Consigne:
Indiquez si chacun des énoncés suivants concorde avec l'article sur la marche du 14 juin, en répondant par oui ou par non et en citant à l'identique les mots de l'article qui tranchent. 1. Mourad Benbelkacem est âgé de 32 ans. 2. Mourad avait déjà pris part à plusieurs marches auparavant. 3. Mourad gère une cafétéria aux Ouadhias-Centre.

« On nous a traités comme des terroristes »

« On nous a traités comme des terroristes »

Mourad Benbelkacem, 32 ans, a fait partie des dizaines de personnes incarcérées lors de la marche du 14 juin. Interpellé sur le chemin du retour devant l’ex-gare routièredu Champ-de-Manuvres vers 13 h, alors qu’il tentait de fuir « le traquenard »,Mourad ne sera relâché que samedi en début de soirée.

Le Matin, 19 juin 2001

Nous avons rencontré Mourad hier au siège de l’APC de Tizi Ouzou où est observée la permanence de la Coordination des aârouch. Mourad a été rappelé pour éventuellement accompagner la délégation qui s’apprêtait à se rendre à Alger où le corps d’une jeune étudiante était en attente d’identification dans un hôpital algérois. Celle-ci serait la fille arrêtée avec le groupe de Mourad. « Ils étaient environ cent cinquante, peut-être plus. On n’avait pas la tête à compter ce jour-là. La salle était bondée », fait-il remarquer entre deux hochements de tête. Bien adossé à son siège, Mourad lève son regard vers le plafond et pousse un soupir avant de raconter sa mésaventure.
« C’était ma première marche. » Jeudi, Mourad a décidé de fermer son établissement, une cafétéria, qu’il gère aux Ouadhias-Centre pour « descendre » sur Alger et manifester. « Cette fois je ne pouvais pas rester indifférent. Tout le monde allait faire le voyage, c’est une question de nif. Et puis on allait marcher pacifiquement. »

Entrées:
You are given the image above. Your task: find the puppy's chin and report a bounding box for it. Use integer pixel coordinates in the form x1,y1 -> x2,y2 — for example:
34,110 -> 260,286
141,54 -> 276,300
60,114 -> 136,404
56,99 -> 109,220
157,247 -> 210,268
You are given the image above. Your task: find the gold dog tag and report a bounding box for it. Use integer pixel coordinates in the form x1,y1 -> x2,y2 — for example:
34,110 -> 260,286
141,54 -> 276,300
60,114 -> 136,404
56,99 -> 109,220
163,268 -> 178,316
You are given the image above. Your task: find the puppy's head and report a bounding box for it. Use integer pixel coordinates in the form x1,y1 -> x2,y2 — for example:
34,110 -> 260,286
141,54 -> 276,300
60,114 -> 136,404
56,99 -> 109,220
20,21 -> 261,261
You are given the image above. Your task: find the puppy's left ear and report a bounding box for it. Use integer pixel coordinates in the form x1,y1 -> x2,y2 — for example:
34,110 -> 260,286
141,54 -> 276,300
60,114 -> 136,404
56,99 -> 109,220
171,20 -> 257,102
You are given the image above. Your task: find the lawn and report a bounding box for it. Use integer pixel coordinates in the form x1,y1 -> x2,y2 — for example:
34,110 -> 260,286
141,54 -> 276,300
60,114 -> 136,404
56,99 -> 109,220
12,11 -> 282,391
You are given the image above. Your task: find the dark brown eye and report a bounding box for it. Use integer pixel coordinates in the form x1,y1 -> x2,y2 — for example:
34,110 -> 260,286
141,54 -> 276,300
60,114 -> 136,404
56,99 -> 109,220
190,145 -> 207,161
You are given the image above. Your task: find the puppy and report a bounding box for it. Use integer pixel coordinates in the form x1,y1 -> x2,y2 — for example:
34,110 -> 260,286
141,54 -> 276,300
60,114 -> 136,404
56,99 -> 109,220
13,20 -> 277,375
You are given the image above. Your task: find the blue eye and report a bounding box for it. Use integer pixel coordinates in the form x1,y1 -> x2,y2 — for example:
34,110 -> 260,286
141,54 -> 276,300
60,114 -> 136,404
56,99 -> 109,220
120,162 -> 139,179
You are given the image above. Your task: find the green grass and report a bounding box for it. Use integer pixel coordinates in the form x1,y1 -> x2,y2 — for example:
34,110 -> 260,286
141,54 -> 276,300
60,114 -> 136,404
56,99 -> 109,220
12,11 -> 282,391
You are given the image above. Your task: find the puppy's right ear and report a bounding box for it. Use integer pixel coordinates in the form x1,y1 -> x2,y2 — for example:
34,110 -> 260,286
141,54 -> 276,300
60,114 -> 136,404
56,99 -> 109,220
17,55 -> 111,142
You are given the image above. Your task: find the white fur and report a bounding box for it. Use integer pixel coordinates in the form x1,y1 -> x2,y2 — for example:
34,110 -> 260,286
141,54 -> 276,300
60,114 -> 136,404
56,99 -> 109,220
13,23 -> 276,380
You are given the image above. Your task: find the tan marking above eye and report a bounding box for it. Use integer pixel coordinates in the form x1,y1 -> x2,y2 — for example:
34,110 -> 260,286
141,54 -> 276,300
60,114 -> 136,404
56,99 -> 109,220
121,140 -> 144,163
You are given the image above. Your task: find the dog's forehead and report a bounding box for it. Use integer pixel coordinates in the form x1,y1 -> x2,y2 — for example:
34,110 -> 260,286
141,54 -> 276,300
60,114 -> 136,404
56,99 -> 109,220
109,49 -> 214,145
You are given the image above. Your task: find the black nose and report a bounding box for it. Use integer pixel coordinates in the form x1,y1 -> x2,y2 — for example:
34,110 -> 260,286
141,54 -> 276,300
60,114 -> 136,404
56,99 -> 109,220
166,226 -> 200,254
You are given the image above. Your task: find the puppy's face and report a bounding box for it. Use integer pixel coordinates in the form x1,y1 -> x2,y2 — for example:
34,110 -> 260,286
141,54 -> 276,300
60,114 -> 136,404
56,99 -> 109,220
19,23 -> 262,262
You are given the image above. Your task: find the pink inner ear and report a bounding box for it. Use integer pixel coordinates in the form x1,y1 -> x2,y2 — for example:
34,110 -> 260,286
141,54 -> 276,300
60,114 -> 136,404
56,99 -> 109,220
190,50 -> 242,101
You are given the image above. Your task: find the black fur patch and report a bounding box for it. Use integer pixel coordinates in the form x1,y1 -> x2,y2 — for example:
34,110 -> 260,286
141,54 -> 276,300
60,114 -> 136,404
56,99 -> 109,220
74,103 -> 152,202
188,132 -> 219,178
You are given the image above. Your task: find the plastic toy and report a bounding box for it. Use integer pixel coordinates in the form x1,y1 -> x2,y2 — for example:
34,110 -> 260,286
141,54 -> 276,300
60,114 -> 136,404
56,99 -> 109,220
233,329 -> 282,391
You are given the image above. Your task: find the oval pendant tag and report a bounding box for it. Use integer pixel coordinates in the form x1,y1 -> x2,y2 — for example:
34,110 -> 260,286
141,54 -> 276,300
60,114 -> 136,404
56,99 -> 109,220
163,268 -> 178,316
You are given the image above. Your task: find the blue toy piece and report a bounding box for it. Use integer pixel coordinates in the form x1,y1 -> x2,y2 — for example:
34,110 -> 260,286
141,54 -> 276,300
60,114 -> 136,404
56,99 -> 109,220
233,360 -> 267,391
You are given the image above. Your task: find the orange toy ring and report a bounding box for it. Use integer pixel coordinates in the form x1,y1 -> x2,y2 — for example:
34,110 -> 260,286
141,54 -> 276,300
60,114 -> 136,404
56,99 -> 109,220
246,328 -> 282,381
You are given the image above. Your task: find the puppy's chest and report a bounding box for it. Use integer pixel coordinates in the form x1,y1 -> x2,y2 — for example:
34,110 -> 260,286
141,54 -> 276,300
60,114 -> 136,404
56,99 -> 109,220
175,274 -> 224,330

Réponse rédigée:
1. Oui : « Mourad Benbelkacem, 32 ans ».
2. Non : « C’était ma première marche. »
3. Oui : « une cafétéria, qu’il gère aux Ouadhias-Centre ».